[Questions to answer]
- a) Give again, word for word, the part of the news article on the Boynton Beach police chief's resignation starting with "Chief Michael Gregory, who" and going on through "be April 22.".
- b) Carry on the news article about the Boynton Beach police chief's resignation from the point where it stops.

Amid unrest in Boynton Beach, Police Chief Michael Gregory to leave his post next week

BOYNTON BEACH — Changes are afoot for the Boynton Beach Police Department at a time when the community is anxiously awaiting the results of an Internal Affairs investigation into a crash that left a young boy dead and facing a potential merger with the Palm Beach County Sheriff’s Office.

Chief Michael Gregory, who has served as the department’s top leader since July 2018, announced his resignation Friday. His last day on the job will be April 22.

Gregory said in a statement released by the department Friday that he is leaving to “take time to increase attention and focus on other areas of his life.”

RELATED: Community urges Boynton leaders to act after teen dies in dirt bike crash following police pursuit ]

“I am very proud of the many accomplishments achieved with the outstanding women and men in the Boynton Beach Police Department during my nearly 4-year tenure,” Gregory said in the statement. “I greatly appreciate the opportunity provided to me to lead the department and the leadership of City Manager Lori LaVerriere.”

Deputy Chief Vanessa Snow, who was appointed by LaVerriere, will serve as the interim chief.

Gregory joined the Fort Lauderdale Police Department in 1987 where he started out in patrol before moving to narcotics and later to racketeering, according to his biography on the police department’s website. He is also a member of the Florida Police Chiefs Association, the National Organization of Black Law Enforcement Executives and the International Association of Chiefs of Police.

Gregory noted several accomplishments during his tenure: reducing serious crimes to a 20-year low; building relationships with community partners; constructing a new police headquarters; and increasing the professionalism and accountability of the department.

It has been nearly four months since Stanley Davis III crashed on his dirt bike going 85 mph while Boynton Beach Police Officer Mark Sohn followed him at about 80 mph. The boy’s family, supporters, activists and community members have attended commission meetings and events to demand officials conduct a thorough and fair Internal Affairs investigation.

There’s been unrest in the city’s Black community since the boy’s death, and in recent weeks, the police department has restarted its efforts to engage with the community, in part, to mend the disconnect between law enforcement and communities of color.

[Study material]
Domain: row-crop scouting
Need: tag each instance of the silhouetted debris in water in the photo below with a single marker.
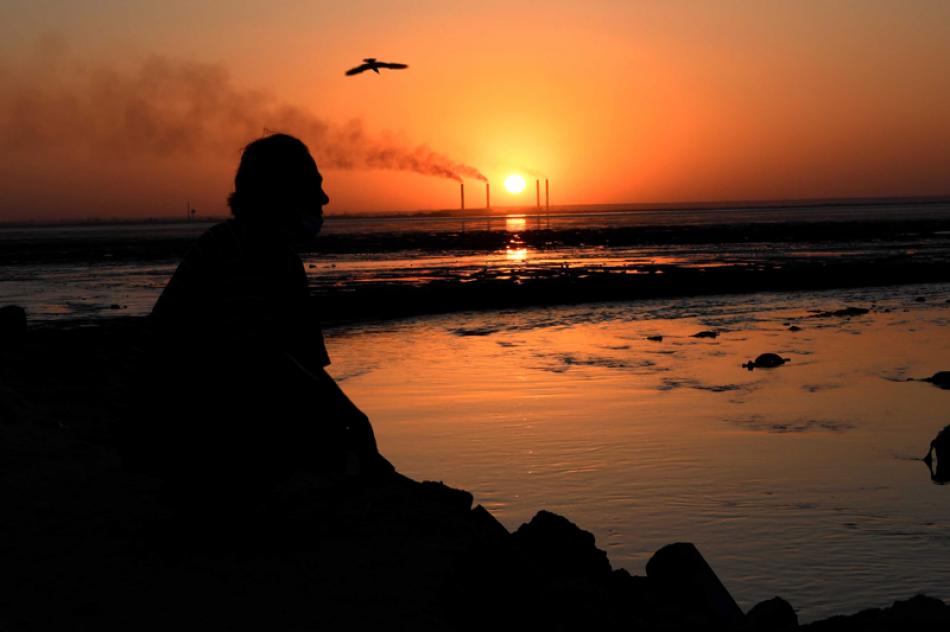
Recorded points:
(686, 581)
(940, 378)
(772, 614)
(766, 361)
(917, 613)
(12, 324)
(846, 312)
(939, 447)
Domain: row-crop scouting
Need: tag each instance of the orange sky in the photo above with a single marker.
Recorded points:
(110, 109)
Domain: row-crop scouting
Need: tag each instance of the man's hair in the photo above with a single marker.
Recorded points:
(274, 170)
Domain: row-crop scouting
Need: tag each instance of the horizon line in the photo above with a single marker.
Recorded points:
(699, 205)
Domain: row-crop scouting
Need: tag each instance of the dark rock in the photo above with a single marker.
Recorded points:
(772, 614)
(844, 313)
(556, 544)
(940, 378)
(939, 447)
(12, 323)
(766, 361)
(487, 525)
(686, 580)
(917, 613)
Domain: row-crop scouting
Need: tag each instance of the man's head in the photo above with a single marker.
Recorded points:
(278, 186)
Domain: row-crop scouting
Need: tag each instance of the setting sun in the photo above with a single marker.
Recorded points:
(514, 183)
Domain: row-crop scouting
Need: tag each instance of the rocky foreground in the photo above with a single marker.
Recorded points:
(86, 544)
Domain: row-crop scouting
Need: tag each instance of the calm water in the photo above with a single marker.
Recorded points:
(799, 481)
(71, 286)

[Numbered responses]
- a)
Chief Michael Gregory, who has served as the department’s top leader since July 2018, announced his resignation Friday. His last day on the job will be April 22.

- b)
RELATED: Teen’s death highlights long history of mistrust of police in Boynton Beach’s Black community ]

Gregory recently led a meeting with police department leaders and the community, what the chief said marked the reboot of their efforts to connect with the community that were put on hold during the pandemic.

Boynton Beach Police Chief Michael Gregory, who has served as the department’s top leader since July 2018, announced his resignation Friday. His last day on the job will be April 22. (Boynton Beach Police / Courtesy)

The next meeting is scheduled for 6-8 p.m. May 5 at the police department, and Interim Chief Snow will be there to answer questions, Stephanie Slater, a spokesperson for the department, said in an email Friday.

Mayor Ty Penserga said in a statement that he learned of Gregory’s resignation Friday morning.

“Boynton Beach residents, business owners, and visitors can rest assured that public safety remains our top priority and that our police department will continue to serve with the utmost professionalism and excellence,” Penserga’s statement said. “As Mayor, I will work with our new police chief to ensure that we improve services to better protect our residents, that we support our law enforcement professionals, and that we run an efficient and high performing organization.”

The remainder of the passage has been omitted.